JANE: What comes more quickly are reminders of other situations and how I’ve responded and what I would do differently now.
Being aware of the kinds of questions you ask when faced with an ethical dilemma is a really important ability to have, and that’s part of what the program has given me. It’s encouraged me to live more on the edge in terms of advocating for an equitable and just world, especially for women.
It’s very easy to be cast as an ethical person, because you are doing good humanitarian work, and you are also a Fellow of an ethics program, and in many ways that places even greater responsibility on you as an individual to really live up to those expectations.
DENIS: I don’t put too much emphasis on ethical challenges. There are questions every day in your life about what you do and the decisions you make, and for me, the ethics program was a profound, profound experience.
The course reinforced the views and values I had before. Not that I was a highly ethical person before, but I think my behaviour was reasonable and I think it reinforced my upbringing, some of the lessons I’d learned in government and some of the things I’d experienced in life.
I was quite determined.I hated injustice and the course taught me to actually speak out. Not on every occasion. But each time I spoke out I was a little bit more courageous for the next time. It’s infectious.
LE: What are the pros and cons of behaving ethically?
JANE: In terms of the cons, it comes back to that sense of responsibility, having to be more careful in terms of what you do and how. Sometimes it can be very lonely, when people are privately encouraging you to take a particular path because they also agree it’s the right thing to do, and yet when you’ve made that decision public, you’re the one in the spotlight having to face the music and you are essentially alone at that moment.
*-*-*
• Task description: Carry on the interview about the ethics program from the point where it stops. The listing that follows is separate material and has no connection to the interview.
*-*-*
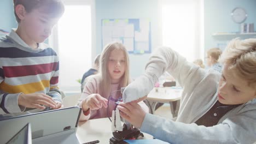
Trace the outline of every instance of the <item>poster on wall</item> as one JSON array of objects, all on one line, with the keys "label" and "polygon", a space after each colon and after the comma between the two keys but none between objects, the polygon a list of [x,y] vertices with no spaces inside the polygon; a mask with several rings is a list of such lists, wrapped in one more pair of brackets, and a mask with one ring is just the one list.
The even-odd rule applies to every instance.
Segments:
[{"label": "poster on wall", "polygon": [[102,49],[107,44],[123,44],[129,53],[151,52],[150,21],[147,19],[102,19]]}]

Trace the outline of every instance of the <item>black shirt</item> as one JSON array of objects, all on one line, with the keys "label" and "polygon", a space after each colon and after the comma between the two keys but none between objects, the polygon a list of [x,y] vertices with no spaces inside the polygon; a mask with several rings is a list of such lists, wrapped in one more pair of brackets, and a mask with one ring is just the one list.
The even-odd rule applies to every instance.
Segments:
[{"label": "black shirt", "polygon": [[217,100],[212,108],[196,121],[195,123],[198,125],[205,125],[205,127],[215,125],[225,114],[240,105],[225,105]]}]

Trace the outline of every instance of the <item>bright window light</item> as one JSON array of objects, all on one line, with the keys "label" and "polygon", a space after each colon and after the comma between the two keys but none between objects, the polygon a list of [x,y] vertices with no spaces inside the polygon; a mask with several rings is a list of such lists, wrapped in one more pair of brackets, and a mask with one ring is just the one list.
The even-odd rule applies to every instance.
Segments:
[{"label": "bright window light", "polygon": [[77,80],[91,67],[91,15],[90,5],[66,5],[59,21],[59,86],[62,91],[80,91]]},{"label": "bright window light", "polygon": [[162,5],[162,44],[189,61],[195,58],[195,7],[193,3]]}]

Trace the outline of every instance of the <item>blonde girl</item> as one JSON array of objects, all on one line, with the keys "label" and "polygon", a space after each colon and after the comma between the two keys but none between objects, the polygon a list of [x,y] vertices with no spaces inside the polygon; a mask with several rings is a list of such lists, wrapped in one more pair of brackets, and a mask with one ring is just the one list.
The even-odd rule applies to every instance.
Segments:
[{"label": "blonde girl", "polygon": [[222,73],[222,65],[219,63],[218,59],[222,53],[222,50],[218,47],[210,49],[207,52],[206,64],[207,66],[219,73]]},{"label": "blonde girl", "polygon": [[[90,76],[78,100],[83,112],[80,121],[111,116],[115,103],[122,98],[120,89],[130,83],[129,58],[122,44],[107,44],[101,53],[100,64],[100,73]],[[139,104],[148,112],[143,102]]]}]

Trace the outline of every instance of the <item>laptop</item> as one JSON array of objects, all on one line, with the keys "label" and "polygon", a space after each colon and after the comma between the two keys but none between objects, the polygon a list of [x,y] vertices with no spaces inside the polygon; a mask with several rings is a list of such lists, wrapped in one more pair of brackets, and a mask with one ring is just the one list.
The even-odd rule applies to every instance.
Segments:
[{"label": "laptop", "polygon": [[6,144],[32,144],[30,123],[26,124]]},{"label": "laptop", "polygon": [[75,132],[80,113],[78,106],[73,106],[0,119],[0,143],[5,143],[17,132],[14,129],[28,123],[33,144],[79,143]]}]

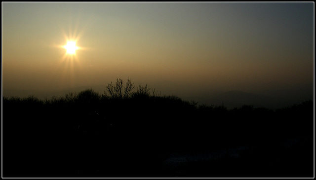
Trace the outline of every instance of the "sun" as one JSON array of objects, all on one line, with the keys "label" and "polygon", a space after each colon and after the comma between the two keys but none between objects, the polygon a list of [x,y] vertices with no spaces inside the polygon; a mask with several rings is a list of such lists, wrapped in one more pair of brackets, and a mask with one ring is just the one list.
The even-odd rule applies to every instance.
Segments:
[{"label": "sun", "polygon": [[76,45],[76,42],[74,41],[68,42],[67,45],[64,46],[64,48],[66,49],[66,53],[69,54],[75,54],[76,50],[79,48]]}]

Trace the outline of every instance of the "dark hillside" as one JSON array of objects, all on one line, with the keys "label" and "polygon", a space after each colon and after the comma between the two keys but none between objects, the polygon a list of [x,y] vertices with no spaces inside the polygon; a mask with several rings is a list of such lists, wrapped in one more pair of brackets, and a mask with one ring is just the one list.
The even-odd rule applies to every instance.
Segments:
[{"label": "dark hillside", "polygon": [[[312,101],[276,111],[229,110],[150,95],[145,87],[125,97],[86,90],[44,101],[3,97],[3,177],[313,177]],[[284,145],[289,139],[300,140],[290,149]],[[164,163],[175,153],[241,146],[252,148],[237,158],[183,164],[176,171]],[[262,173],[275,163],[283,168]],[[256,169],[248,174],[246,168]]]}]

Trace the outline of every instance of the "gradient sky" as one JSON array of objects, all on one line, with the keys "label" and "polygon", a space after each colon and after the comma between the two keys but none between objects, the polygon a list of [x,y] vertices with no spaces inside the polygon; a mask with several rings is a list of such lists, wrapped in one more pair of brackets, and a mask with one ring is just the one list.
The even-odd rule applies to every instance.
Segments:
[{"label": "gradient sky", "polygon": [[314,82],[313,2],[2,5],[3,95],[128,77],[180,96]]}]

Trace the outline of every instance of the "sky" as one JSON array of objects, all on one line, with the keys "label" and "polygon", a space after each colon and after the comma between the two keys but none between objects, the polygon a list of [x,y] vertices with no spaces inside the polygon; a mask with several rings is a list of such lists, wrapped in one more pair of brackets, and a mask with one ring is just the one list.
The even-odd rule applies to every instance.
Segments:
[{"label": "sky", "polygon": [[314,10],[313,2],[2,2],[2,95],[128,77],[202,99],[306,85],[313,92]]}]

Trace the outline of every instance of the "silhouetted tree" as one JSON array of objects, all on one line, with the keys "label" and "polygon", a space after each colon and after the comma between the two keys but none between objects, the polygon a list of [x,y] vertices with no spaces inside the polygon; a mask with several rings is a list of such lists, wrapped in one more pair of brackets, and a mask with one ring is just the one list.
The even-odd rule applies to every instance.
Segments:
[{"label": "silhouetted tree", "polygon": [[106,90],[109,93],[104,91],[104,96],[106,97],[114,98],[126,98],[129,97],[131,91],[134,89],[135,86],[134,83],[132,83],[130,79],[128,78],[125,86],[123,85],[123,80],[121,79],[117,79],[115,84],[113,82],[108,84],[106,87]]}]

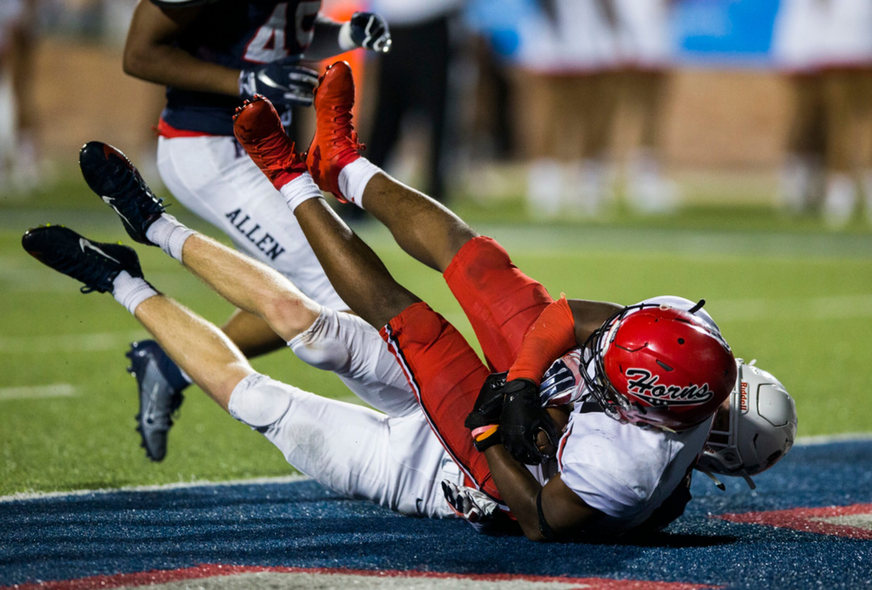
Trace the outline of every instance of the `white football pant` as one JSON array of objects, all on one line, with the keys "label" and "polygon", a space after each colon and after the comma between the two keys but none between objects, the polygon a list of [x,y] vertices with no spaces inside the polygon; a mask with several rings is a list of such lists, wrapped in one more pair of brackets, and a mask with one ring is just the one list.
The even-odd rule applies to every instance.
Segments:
*-*-*
• Reply to the exercise:
DENIS: I think that’s the wonderful part and the sad part. The wonderful part is that you do that and you often find people you don’t expect to join you joining you. And then others you would have expected to speak out don’t speak out.
It can have financial consequences. As an organisation we choose not to work with some companies and some community groups. That has a financial consequence, definitely.
JANE: Some situations are very challenging. Sometimes you need to make a decision to step away from an organisation even though it’s doing good humanitarian work if the way it’s being done doesn’t accord with your ethical standards.
DENIS: The upside of behaving ethically is that it’s just more comfortable. You can come to work or you can go home a little bit less stressed. I think it does bring stress if you do things that you don’t think you should do.
JANE: You sleep well at night, and also you do then become a mentor for others, especially younger people. There’s that sense of a continuum in terms of sharing your skills and knowledge and learning with a new generation.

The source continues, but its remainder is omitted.